■ TASK OBJECTIVE ■
When you reach the line in the data below that contains "Would you mind marking the bald", please start repeating lines exactly, and stop after the line that contains "Would you mind marking the man's eyebrow", repeating nothing else.

Collected data entries
╭──

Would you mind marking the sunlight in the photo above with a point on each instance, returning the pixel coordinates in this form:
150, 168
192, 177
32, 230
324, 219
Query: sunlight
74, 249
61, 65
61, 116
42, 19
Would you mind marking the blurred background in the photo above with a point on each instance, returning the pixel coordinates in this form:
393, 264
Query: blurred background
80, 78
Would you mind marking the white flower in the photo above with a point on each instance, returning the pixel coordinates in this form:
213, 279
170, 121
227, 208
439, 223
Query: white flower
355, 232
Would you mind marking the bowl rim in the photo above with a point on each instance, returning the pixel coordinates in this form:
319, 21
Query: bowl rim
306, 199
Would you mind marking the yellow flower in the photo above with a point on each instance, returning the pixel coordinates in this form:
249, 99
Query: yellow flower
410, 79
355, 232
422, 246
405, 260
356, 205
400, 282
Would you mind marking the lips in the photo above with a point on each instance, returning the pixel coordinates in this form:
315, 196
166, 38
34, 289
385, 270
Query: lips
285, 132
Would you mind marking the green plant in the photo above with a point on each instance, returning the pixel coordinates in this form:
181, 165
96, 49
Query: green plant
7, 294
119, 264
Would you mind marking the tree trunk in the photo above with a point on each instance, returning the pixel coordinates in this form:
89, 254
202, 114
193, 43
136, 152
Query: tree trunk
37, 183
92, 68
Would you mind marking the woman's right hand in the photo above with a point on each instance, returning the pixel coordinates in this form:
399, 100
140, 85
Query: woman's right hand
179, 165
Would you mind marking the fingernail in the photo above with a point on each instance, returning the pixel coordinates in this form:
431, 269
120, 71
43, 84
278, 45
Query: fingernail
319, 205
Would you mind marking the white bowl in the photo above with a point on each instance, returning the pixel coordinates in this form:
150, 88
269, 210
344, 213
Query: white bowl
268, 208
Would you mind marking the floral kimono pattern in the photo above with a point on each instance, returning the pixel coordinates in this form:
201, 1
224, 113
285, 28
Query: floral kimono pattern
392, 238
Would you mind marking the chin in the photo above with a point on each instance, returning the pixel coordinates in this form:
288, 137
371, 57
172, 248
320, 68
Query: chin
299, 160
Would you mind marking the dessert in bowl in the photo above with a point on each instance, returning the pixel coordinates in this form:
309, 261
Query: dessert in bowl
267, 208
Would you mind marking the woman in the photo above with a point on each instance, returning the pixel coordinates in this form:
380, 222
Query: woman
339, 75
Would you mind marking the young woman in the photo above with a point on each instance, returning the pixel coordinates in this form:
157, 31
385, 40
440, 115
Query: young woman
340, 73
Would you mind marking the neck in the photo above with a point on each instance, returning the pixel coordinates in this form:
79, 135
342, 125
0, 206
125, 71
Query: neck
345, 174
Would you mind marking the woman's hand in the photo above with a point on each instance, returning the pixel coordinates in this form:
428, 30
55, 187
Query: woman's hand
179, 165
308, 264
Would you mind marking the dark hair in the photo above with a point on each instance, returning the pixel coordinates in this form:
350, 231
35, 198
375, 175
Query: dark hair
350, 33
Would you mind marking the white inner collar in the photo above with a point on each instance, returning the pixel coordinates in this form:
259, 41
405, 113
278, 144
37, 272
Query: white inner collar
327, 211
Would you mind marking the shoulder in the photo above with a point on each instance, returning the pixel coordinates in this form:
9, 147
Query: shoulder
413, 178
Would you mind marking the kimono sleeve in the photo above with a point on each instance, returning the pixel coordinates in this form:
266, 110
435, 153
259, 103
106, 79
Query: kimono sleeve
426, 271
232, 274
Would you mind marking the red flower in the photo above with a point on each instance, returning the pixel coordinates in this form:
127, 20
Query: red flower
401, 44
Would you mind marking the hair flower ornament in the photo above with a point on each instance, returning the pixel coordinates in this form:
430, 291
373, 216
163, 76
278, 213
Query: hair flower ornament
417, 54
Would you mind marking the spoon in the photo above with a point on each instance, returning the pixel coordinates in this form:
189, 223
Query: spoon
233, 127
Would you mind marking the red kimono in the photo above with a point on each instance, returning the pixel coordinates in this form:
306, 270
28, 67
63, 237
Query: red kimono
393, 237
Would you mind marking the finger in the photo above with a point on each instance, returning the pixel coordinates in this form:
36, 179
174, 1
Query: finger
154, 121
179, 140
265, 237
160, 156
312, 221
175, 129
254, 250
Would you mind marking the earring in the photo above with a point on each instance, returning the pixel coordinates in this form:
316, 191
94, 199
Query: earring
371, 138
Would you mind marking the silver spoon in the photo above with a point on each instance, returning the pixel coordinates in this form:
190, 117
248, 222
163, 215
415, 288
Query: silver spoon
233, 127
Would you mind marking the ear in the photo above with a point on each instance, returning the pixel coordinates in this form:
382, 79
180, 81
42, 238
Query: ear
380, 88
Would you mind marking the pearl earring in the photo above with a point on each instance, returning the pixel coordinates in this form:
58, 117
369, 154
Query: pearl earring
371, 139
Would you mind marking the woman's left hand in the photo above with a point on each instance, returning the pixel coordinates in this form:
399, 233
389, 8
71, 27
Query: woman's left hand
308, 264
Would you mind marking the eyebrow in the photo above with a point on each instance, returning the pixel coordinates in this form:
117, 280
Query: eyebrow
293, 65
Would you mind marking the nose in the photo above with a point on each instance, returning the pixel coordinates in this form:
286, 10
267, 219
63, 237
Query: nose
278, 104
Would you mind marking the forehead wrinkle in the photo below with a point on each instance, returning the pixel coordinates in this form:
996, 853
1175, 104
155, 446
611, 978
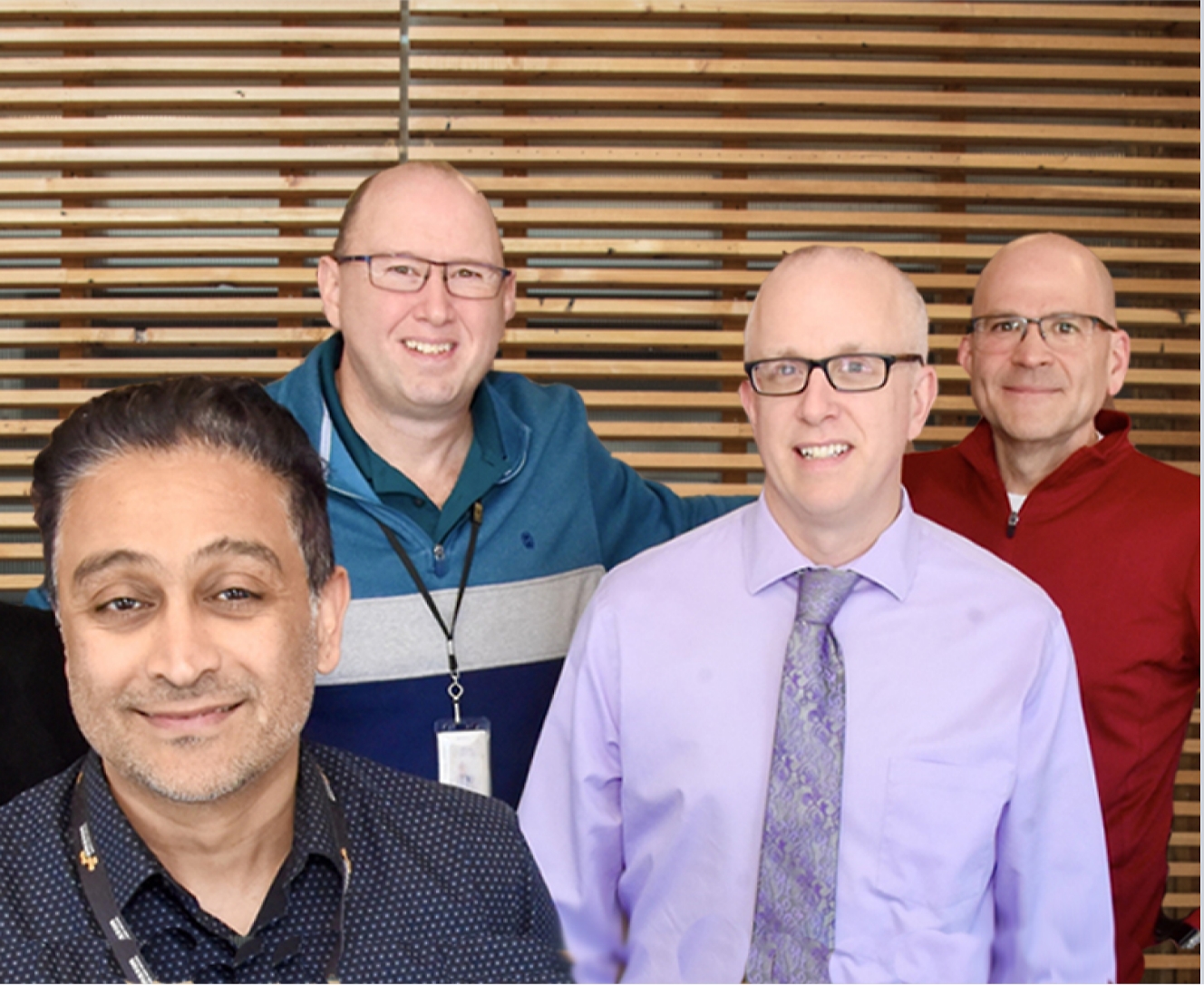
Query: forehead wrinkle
99, 562
239, 548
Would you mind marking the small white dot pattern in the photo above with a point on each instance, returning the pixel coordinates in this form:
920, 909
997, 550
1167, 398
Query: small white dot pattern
443, 889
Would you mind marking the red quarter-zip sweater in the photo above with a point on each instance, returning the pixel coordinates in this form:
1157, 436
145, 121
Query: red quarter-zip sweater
1114, 537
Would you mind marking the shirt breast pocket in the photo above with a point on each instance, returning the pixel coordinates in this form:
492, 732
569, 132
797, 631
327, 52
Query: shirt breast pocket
939, 830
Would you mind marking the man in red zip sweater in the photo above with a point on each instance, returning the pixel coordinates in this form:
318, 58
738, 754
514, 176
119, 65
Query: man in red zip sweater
1050, 483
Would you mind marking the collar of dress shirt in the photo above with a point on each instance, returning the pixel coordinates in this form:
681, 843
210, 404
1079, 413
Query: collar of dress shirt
131, 863
890, 562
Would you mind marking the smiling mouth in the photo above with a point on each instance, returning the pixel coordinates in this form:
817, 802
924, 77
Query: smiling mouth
170, 717
824, 451
428, 348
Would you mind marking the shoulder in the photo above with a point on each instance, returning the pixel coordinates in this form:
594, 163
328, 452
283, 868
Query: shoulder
678, 565
928, 474
1157, 480
535, 403
300, 390
39, 896
958, 561
39, 814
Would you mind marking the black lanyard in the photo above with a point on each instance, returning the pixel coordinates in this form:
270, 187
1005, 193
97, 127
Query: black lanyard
121, 941
455, 689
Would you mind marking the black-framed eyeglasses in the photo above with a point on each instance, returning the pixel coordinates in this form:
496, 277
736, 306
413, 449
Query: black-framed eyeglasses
404, 274
848, 372
1062, 333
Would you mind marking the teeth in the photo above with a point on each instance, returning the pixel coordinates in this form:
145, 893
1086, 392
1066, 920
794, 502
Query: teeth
428, 348
824, 451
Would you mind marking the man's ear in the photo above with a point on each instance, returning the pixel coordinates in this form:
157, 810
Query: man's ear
748, 401
510, 291
1119, 346
965, 356
329, 274
333, 601
924, 395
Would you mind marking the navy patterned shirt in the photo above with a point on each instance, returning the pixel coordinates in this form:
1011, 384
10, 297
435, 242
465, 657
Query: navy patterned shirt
442, 889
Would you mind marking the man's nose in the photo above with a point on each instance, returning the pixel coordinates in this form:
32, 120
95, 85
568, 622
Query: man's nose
182, 650
433, 302
817, 403
1032, 348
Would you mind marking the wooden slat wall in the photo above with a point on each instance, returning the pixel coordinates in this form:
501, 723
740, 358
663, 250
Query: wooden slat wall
170, 171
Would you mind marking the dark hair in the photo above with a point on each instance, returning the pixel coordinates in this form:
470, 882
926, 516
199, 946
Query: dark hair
230, 414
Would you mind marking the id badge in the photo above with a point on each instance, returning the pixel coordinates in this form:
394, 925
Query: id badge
463, 753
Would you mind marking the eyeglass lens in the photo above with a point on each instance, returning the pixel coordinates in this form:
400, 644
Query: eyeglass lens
844, 372
410, 274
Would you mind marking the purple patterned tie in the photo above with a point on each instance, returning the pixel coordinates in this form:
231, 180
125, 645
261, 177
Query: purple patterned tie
793, 925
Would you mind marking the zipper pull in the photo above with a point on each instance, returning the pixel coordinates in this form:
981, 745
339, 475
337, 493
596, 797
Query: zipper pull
1013, 519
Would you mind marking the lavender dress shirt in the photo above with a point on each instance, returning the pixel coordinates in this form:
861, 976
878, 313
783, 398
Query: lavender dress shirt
972, 846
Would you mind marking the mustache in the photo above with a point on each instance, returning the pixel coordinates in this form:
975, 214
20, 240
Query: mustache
209, 686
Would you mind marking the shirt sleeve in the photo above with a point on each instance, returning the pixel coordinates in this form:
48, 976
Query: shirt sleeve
571, 809
1054, 914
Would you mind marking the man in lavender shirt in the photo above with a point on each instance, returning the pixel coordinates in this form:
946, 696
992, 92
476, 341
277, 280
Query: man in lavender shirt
971, 844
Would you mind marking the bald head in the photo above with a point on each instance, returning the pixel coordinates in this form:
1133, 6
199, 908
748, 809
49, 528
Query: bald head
419, 179
902, 305
1045, 274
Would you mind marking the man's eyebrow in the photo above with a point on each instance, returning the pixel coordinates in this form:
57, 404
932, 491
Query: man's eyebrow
230, 546
98, 562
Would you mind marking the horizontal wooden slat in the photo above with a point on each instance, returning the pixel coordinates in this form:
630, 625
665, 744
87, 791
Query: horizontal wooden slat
575, 249
598, 128
848, 161
232, 35
160, 127
381, 153
847, 11
1023, 73
859, 41
190, 66
558, 187
626, 278
813, 220
547, 307
869, 99
199, 98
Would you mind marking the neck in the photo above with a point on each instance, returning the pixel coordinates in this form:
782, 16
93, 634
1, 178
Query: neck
429, 452
829, 541
1024, 465
224, 852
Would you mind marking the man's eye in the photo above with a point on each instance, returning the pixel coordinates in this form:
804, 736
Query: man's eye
1006, 326
123, 603
235, 595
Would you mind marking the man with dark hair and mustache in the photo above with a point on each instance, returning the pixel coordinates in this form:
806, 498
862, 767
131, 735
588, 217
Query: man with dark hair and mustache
190, 569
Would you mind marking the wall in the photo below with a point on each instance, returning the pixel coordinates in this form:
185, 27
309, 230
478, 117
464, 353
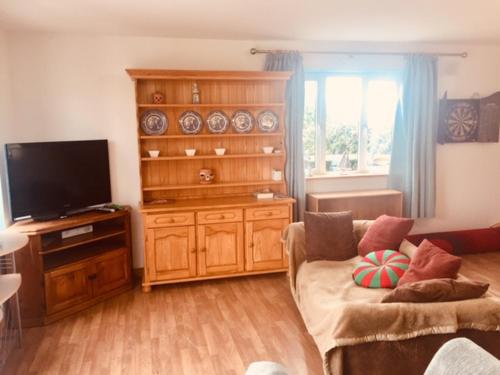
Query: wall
5, 107
75, 87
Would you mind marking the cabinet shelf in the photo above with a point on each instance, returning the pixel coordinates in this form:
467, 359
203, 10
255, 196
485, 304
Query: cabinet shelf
82, 239
194, 136
216, 185
205, 157
206, 105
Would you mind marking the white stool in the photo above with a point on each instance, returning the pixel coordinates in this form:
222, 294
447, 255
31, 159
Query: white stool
10, 282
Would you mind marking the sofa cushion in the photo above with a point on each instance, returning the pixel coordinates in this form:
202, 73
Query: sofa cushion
431, 262
437, 290
471, 241
329, 236
380, 269
386, 232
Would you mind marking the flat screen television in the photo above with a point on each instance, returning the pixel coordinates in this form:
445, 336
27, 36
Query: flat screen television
52, 179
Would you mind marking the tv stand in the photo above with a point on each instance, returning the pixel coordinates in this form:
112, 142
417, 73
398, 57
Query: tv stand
63, 276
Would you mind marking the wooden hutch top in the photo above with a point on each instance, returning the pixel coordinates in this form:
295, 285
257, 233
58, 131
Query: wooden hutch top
171, 181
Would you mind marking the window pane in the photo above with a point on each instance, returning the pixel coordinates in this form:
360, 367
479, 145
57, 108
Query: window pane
344, 97
382, 97
310, 120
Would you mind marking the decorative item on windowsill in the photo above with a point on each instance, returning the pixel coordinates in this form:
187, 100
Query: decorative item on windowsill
206, 176
345, 162
158, 98
195, 94
469, 120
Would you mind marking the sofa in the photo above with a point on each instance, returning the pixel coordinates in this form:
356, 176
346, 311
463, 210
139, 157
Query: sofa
355, 332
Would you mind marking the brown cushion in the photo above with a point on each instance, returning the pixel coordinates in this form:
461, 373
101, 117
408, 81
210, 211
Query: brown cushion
329, 236
431, 262
437, 290
386, 232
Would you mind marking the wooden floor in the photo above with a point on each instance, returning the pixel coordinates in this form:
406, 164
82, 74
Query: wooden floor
214, 327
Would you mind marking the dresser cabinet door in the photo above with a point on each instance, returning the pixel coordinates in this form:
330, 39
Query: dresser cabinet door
67, 287
110, 271
171, 253
263, 247
220, 248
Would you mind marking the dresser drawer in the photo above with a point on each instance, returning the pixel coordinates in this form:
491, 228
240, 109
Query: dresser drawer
170, 220
220, 216
269, 212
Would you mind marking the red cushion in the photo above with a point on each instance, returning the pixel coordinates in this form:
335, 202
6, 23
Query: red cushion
431, 262
463, 241
387, 232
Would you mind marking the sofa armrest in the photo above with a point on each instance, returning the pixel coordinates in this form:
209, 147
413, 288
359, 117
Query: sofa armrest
294, 239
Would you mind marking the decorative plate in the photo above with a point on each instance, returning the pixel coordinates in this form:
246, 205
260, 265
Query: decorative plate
154, 122
217, 122
267, 121
190, 122
242, 121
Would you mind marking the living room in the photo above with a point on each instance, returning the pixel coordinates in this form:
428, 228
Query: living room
63, 77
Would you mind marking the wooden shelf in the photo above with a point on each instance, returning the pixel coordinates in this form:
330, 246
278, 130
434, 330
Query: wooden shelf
205, 157
209, 105
216, 185
61, 259
96, 235
194, 136
207, 203
207, 75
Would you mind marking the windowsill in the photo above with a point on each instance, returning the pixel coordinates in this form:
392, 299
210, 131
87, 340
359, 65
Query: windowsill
347, 175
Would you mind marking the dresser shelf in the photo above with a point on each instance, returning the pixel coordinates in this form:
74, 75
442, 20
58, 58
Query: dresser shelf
214, 185
214, 106
201, 136
205, 157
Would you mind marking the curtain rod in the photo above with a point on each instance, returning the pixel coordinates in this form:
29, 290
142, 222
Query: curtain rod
463, 55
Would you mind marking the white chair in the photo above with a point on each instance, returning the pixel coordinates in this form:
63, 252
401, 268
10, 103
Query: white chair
10, 282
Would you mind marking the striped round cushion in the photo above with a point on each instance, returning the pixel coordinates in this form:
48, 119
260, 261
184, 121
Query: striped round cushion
380, 269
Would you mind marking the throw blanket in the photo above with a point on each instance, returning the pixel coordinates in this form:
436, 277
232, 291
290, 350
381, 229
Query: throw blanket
338, 313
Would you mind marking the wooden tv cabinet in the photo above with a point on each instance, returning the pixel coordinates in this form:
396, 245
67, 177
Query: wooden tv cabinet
63, 276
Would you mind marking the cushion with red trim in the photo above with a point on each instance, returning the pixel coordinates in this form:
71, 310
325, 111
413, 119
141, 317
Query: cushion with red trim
380, 269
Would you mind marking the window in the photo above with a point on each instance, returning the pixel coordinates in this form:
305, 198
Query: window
348, 122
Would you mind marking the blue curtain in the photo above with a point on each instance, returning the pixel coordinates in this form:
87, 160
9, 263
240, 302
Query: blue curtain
294, 170
413, 159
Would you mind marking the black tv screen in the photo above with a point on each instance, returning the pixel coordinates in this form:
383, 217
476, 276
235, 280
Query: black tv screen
50, 179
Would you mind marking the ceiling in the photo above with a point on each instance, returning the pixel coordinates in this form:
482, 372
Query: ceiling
337, 20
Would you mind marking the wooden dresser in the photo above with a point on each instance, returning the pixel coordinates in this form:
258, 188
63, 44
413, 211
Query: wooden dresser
199, 231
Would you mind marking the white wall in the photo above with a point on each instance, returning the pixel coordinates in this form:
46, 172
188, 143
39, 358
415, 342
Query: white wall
5, 116
75, 87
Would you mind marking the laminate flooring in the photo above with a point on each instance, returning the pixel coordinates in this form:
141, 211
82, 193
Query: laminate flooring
213, 327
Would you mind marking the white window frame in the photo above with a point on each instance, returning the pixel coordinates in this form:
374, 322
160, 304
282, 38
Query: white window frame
320, 141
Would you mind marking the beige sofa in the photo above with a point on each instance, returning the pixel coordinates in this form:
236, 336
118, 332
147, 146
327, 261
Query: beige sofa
354, 332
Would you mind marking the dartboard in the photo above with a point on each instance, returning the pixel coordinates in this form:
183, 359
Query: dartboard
462, 122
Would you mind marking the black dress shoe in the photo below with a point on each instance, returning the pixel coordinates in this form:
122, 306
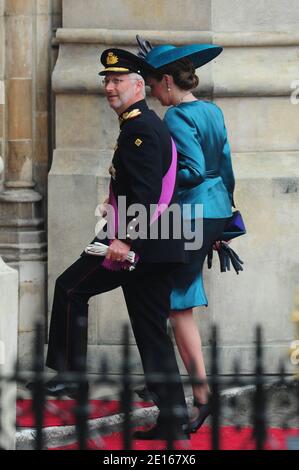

╰──

■ RESULT ■
Would you mind marking the bald head in the photo above with a point on each instance, returning the pixel coordinates in this form:
1133, 6
199, 908
748, 809
49, 528
Query: bald head
419, 179
902, 305
1045, 274
Would you mind marking the man's eyebrow in the photo above with a point on each instance, returning the pixel coordinates in this form:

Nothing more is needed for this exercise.